> **WORK INSTRUCTIONS**
Would you please copy every line of the material that follows, exactly as it reads?

Start of SUPPLIED DATA

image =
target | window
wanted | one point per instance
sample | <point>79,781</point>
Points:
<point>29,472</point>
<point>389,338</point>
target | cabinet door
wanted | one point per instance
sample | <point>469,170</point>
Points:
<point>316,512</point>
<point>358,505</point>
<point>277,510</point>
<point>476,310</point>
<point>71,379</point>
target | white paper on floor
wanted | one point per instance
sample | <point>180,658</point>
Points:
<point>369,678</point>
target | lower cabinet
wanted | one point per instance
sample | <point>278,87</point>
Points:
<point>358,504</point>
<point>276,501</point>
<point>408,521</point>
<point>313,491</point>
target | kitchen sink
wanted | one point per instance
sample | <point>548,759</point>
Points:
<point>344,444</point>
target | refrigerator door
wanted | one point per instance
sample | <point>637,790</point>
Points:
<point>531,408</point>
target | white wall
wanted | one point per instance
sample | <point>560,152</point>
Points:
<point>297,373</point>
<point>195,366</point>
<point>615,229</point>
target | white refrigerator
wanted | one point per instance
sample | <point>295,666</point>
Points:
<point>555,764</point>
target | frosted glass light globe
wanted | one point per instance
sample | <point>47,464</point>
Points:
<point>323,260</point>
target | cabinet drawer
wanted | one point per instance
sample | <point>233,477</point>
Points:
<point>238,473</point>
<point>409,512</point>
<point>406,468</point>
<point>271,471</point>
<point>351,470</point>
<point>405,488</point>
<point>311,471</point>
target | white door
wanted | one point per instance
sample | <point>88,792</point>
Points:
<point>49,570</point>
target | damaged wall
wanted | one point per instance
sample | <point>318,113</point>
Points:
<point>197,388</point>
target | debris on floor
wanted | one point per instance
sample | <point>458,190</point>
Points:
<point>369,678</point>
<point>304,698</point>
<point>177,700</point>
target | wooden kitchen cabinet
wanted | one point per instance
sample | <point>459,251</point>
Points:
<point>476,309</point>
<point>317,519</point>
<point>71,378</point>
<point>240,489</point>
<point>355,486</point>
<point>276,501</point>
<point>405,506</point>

End of SUPPLIED DATA

> **RESPONSE BOX**
image =
target | window
wanted | one point per instance
sample | <point>79,781</point>
Points:
<point>29,472</point>
<point>389,338</point>
target | cabinet door
wanted | one point per instance
sample | <point>469,170</point>
Points:
<point>316,512</point>
<point>358,505</point>
<point>277,510</point>
<point>476,310</point>
<point>71,379</point>
target | white paper on floor
wanted | one point per instance
sample | <point>180,658</point>
Points:
<point>369,678</point>
target | lower cabinet
wanted | one point per instance
sample | <point>278,87</point>
Points:
<point>358,504</point>
<point>276,501</point>
<point>408,521</point>
<point>313,491</point>
target | kitchen sink
wanted | one point per instance
sample | <point>548,759</point>
Points:
<point>344,444</point>
target | refrigerator door
wanted | one point per instance
sample | <point>637,790</point>
Points:
<point>531,408</point>
target | white wall
wanted | one point per instance
sample | <point>560,152</point>
Points:
<point>297,373</point>
<point>195,366</point>
<point>615,229</point>
target | white refrigerator
wanted | one point per instance
sample | <point>295,666</point>
Points:
<point>555,764</point>
target | frosted glass light globe
wanted | one point per instance
sample | <point>47,464</point>
Points:
<point>323,260</point>
target | cabinet drawer
wanted | one point per instance
sample | <point>233,477</point>
Points:
<point>238,473</point>
<point>409,512</point>
<point>406,468</point>
<point>271,471</point>
<point>351,470</point>
<point>405,488</point>
<point>311,471</point>
target | white door
wanted | one point per instance
sample | <point>88,792</point>
Points:
<point>49,570</point>
target | damaged wall
wanted | one point per instance
sample | <point>318,113</point>
Points:
<point>197,388</point>
target | debris on floor
wanted | one point per instance
sample | <point>458,190</point>
Points:
<point>369,678</point>
<point>304,698</point>
<point>177,700</point>
target | wooden kitchen cabinet
wanted | one point per instance
sample | <point>459,251</point>
Points:
<point>476,309</point>
<point>317,519</point>
<point>71,378</point>
<point>240,489</point>
<point>355,486</point>
<point>276,501</point>
<point>405,506</point>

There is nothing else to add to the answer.